Exercise goal
Edit everything in the data from the line containing "I need the bounding box for the bald" down to the line containing "[497,272,659,501]": replace "blue sky" with "clear sky" and leave all else unchanged. Return only those lines.

Data extract

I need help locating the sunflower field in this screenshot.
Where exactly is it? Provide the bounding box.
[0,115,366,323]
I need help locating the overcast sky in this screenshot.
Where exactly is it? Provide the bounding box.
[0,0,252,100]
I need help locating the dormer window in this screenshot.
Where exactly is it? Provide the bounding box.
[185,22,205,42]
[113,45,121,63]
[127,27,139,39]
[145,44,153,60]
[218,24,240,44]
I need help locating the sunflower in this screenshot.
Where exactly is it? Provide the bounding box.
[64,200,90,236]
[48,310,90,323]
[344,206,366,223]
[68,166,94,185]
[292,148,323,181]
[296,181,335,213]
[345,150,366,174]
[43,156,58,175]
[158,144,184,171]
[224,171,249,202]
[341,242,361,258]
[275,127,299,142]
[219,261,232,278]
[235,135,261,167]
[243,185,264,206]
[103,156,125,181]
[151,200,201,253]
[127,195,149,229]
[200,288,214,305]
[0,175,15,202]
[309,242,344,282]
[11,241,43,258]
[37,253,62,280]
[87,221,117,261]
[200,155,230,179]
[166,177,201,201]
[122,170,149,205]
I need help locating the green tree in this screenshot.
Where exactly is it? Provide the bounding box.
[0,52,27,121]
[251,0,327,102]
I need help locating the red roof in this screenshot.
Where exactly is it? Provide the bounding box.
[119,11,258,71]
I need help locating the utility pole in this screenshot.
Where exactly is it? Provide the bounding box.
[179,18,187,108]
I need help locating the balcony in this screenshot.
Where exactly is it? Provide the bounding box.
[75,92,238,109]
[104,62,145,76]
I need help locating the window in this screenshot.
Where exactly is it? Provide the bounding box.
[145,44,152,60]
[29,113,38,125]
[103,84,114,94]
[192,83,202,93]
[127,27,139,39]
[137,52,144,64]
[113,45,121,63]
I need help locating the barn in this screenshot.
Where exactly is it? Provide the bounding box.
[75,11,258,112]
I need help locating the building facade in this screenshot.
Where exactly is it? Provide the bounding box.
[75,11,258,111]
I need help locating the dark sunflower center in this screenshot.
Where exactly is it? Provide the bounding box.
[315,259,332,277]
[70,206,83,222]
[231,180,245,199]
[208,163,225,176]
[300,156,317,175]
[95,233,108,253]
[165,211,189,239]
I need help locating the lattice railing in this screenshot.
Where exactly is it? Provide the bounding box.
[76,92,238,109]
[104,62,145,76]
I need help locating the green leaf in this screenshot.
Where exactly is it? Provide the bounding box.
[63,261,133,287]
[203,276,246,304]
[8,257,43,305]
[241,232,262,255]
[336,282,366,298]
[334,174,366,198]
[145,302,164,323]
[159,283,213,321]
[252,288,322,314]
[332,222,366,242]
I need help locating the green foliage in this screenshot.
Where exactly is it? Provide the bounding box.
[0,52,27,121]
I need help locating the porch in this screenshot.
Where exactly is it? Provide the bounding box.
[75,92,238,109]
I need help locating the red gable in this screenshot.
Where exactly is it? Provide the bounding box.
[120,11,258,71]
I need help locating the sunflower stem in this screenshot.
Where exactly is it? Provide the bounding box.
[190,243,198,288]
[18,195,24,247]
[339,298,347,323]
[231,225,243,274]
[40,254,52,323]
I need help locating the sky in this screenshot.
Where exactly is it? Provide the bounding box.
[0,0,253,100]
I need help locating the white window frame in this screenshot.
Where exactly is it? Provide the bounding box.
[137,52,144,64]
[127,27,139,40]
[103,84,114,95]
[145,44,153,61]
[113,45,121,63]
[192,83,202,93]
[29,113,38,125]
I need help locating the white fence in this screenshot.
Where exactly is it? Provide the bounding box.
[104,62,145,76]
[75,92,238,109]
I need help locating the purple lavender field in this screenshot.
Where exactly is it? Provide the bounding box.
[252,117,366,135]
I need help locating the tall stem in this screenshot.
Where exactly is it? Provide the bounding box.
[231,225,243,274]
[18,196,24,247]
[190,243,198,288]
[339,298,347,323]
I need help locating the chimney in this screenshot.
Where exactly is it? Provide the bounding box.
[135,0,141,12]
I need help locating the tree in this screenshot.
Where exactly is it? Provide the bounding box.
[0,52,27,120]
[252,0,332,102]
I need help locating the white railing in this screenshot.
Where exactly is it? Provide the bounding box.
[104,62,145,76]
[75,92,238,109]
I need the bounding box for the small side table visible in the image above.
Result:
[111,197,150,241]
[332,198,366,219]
---
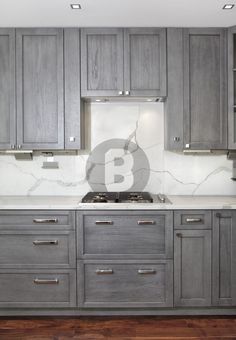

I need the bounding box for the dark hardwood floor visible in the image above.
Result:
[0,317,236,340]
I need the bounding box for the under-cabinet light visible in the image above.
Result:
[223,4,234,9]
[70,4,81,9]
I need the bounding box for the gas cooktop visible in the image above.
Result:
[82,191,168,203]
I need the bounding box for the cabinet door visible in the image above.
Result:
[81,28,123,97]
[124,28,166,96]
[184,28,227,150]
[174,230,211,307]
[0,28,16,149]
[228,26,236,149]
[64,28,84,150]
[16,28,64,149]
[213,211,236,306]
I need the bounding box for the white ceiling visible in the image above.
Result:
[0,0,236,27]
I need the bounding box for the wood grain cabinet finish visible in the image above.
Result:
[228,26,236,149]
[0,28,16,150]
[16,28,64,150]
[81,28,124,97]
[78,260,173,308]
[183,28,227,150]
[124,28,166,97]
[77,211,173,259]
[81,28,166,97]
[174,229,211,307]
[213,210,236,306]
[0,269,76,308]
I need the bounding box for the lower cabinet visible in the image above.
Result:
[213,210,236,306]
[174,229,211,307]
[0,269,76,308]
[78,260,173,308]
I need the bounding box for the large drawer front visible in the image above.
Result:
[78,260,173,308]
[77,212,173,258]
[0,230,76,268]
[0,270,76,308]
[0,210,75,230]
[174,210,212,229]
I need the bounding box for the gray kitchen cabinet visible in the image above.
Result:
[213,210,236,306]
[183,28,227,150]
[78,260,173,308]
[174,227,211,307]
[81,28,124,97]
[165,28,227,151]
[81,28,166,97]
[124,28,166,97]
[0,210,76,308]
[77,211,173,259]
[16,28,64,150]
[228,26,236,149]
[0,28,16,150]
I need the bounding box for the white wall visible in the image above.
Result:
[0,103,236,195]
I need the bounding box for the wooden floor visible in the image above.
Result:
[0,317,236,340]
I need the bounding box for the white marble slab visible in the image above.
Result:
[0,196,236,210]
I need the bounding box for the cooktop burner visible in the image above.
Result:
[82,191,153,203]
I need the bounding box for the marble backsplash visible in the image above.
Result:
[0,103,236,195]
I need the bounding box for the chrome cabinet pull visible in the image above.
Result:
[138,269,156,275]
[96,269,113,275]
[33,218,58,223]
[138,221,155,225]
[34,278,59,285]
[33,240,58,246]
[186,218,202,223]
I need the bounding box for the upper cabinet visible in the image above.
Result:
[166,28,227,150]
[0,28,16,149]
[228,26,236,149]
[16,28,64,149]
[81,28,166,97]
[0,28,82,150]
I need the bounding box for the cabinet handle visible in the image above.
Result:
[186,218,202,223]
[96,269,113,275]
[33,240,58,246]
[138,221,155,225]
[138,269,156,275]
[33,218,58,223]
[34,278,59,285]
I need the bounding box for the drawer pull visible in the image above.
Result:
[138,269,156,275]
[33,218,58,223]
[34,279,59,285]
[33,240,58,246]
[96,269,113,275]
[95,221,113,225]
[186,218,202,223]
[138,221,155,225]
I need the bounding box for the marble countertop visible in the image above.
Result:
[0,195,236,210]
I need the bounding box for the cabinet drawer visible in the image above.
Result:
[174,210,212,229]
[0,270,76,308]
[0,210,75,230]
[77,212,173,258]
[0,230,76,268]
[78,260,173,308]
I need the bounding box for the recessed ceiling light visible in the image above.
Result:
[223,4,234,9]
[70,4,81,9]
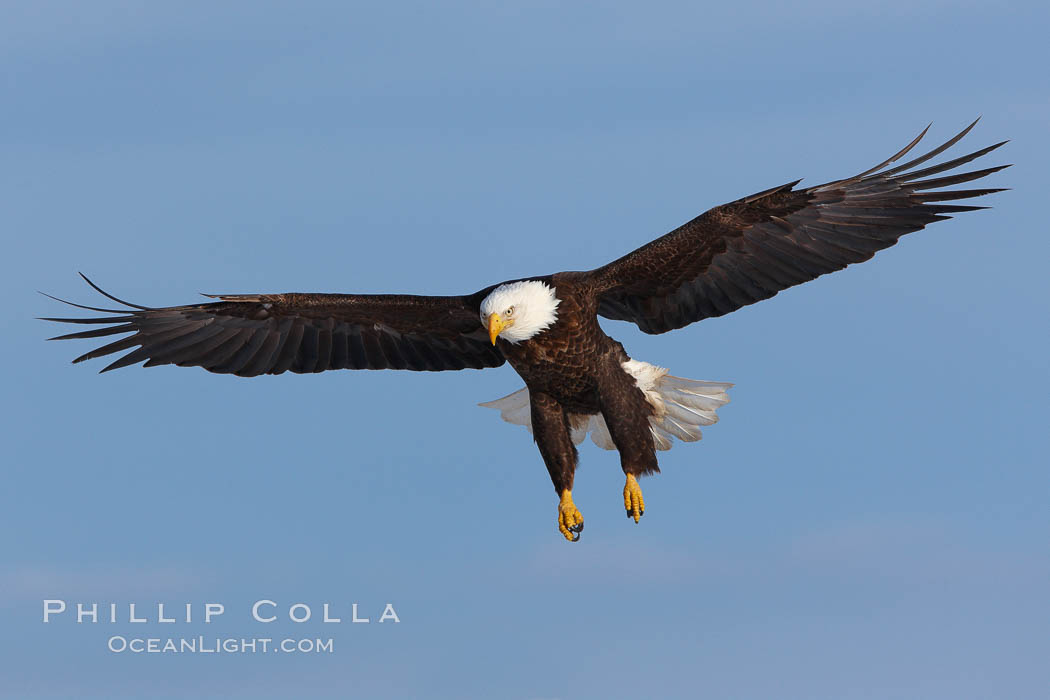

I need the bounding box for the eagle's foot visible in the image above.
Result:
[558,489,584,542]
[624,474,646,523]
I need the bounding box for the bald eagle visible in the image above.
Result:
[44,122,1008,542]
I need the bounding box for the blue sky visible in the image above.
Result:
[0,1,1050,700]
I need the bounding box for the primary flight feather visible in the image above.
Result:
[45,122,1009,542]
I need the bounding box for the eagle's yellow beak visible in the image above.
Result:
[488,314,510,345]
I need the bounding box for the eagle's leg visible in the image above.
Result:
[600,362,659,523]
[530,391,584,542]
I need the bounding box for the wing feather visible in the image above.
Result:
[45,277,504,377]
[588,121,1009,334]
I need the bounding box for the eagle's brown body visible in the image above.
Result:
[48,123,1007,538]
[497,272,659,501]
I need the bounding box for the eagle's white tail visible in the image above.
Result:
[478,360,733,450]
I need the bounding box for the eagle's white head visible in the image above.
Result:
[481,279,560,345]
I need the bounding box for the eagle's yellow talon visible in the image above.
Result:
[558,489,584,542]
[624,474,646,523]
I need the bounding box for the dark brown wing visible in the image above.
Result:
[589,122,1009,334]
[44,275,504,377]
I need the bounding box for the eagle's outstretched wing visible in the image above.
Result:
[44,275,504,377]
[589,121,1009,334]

Expected answer
I need the bounding box for the bald eagle visible in the image above.
Result:
[44,122,1008,542]
I need the bounding box for the clear sky visible in the image above.
Result:
[0,1,1050,700]
I need the bounding box for the primary flight feather visible in the image above.
Result:
[45,122,1009,542]
I need the bounding box for the eagle's yellow beak visible in the image above.
Result:
[488,314,510,345]
I need the bounding box for the eagle's leg visible in the image above.
Result:
[600,362,659,523]
[530,391,584,542]
I need the bounding box for the wing feather visible in the image above.
Result:
[45,277,504,377]
[588,121,1009,334]
I need the bounding box for the eagle's brown body visible in the image above.
Result:
[48,123,1007,538]
[497,272,659,501]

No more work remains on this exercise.